#### Your assignment
Nothing but the data below, returned exactly, should appear in the answer.

#### Input
────────

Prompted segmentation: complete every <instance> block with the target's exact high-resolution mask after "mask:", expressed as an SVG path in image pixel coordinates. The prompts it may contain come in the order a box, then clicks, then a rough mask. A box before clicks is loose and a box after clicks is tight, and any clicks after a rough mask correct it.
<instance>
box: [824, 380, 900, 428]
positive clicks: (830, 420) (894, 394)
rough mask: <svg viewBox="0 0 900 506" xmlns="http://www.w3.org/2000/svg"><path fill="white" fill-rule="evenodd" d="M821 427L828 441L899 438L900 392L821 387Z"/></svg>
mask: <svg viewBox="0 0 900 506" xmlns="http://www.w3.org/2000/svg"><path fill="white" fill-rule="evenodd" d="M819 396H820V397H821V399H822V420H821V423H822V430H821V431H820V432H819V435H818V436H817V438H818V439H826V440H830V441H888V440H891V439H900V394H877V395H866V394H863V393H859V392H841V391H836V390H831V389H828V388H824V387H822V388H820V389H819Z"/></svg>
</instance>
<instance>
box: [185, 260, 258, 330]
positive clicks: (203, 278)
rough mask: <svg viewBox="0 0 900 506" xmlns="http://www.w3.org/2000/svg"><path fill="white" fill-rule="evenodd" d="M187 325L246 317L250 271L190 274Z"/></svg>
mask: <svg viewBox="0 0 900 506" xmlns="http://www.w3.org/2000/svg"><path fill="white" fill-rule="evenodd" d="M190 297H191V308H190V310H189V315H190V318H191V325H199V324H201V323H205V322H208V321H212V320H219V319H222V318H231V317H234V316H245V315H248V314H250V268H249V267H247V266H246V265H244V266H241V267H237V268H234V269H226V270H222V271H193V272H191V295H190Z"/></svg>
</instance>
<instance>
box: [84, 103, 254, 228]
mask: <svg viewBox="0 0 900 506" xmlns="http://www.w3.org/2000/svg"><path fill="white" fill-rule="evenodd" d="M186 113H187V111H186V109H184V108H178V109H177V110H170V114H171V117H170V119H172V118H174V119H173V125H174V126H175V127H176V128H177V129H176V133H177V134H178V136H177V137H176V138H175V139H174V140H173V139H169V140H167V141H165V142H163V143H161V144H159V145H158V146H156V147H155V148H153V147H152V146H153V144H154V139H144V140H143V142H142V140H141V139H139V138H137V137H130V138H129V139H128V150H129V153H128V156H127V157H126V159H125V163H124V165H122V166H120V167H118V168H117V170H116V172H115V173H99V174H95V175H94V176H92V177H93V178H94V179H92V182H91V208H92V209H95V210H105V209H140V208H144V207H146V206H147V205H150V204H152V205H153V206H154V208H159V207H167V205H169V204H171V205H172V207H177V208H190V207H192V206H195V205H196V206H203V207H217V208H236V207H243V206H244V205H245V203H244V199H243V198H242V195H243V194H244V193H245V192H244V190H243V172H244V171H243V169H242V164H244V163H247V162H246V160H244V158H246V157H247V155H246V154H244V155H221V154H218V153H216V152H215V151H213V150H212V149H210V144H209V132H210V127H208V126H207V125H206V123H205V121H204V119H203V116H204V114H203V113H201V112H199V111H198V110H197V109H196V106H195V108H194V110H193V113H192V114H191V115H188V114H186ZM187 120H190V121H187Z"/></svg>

────────

#### Solution
Prompted segmentation: complete every <instance> block with the target's exact high-resolution mask after "mask:", expressed as an SVG path in image pixel coordinates. The prompts it may contain come in the order a box, then clicks, then a rough mask. A box before clicks is loose and a box after clicks is tight, and any clicks after a rough mask correct it.
<instance>
box: [824, 380, 900, 428]
positive clicks: (830, 420) (894, 394)
rough mask: <svg viewBox="0 0 900 506" xmlns="http://www.w3.org/2000/svg"><path fill="white" fill-rule="evenodd" d="M821 427L828 441L899 438L900 392L821 387Z"/></svg>
mask: <svg viewBox="0 0 900 506" xmlns="http://www.w3.org/2000/svg"><path fill="white" fill-rule="evenodd" d="M819 396H820V397H821V399H822V420H821V423H822V430H821V431H820V432H819V435H818V436H817V438H818V439H826V440H830V441H888V440H891V439H900V394H877V395H866V394H863V393H859V392H841V391H836V390H831V389H828V388H824V387H822V388H820V389H819Z"/></svg>
</instance>
<instance>
box: [185, 260, 258, 330]
positive clicks: (203, 278)
rough mask: <svg viewBox="0 0 900 506" xmlns="http://www.w3.org/2000/svg"><path fill="white" fill-rule="evenodd" d="M187 325L246 317L250 271L190 274Z"/></svg>
mask: <svg viewBox="0 0 900 506" xmlns="http://www.w3.org/2000/svg"><path fill="white" fill-rule="evenodd" d="M190 297H191V308H190V310H189V315H190V318H191V325H199V324H201V323H205V322H208V321H212V320H219V319H222V318H231V317H234V316H245V315H248V314H250V268H249V267H247V266H246V265H244V266H241V267H237V268H234V269H226V270H222V271H193V272H191V295H190Z"/></svg>
</instance>
<instance>
box: [84, 103, 254, 228]
mask: <svg viewBox="0 0 900 506" xmlns="http://www.w3.org/2000/svg"><path fill="white" fill-rule="evenodd" d="M186 113H187V111H186V109H184V108H178V109H177V110H170V114H171V117H170V119H172V118H174V119H173V125H174V126H175V127H176V128H177V129H176V133H177V134H178V136H177V137H176V138H175V139H174V140H173V139H169V140H167V141H165V142H163V143H161V144H159V145H158V146H156V147H155V148H153V147H152V146H153V144H154V139H144V140H143V142H142V140H141V139H139V138H137V137H130V138H129V139H128V150H129V153H128V156H127V157H126V159H125V163H124V165H122V166H120V167H118V168H117V170H116V172H115V173H99V174H95V175H94V176H92V177H93V178H94V179H92V182H91V208H92V209H95V210H105V209H140V208H144V207H146V206H147V205H150V204H152V205H153V206H154V208H159V207H167V205H169V204H171V205H172V207H177V208H190V207H192V206H195V205H196V206H203V207H217V208H236V207H243V206H244V205H245V203H244V199H243V198H242V195H243V194H244V193H245V192H244V190H243V172H244V171H243V169H242V164H244V163H247V162H246V160H244V158H246V157H247V155H246V154H244V155H221V154H218V153H216V152H215V151H213V150H212V149H210V144H209V132H210V127H208V126H207V125H206V123H205V121H204V119H203V116H204V114H203V113H201V112H199V111H198V110H197V109H196V106H195V108H194V110H193V113H192V114H191V115H188V114H186ZM187 120H190V121H187Z"/></svg>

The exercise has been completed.